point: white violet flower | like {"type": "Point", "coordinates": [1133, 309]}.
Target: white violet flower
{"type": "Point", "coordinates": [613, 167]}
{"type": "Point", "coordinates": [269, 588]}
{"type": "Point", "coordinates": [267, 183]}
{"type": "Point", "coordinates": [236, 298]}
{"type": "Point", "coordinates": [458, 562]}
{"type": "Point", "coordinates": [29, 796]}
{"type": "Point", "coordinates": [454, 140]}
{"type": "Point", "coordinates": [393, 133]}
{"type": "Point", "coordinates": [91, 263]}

*The task*.
Down to the last line, return the data above exactly.

*Problem solution*.
point: white violet flower | like {"type": "Point", "coordinates": [1133, 309]}.
Target: white violet flower
{"type": "Point", "coordinates": [613, 167]}
{"type": "Point", "coordinates": [269, 588]}
{"type": "Point", "coordinates": [267, 183]}
{"type": "Point", "coordinates": [236, 298]}
{"type": "Point", "coordinates": [458, 562]}
{"type": "Point", "coordinates": [29, 796]}
{"type": "Point", "coordinates": [454, 140]}
{"type": "Point", "coordinates": [393, 133]}
{"type": "Point", "coordinates": [91, 263]}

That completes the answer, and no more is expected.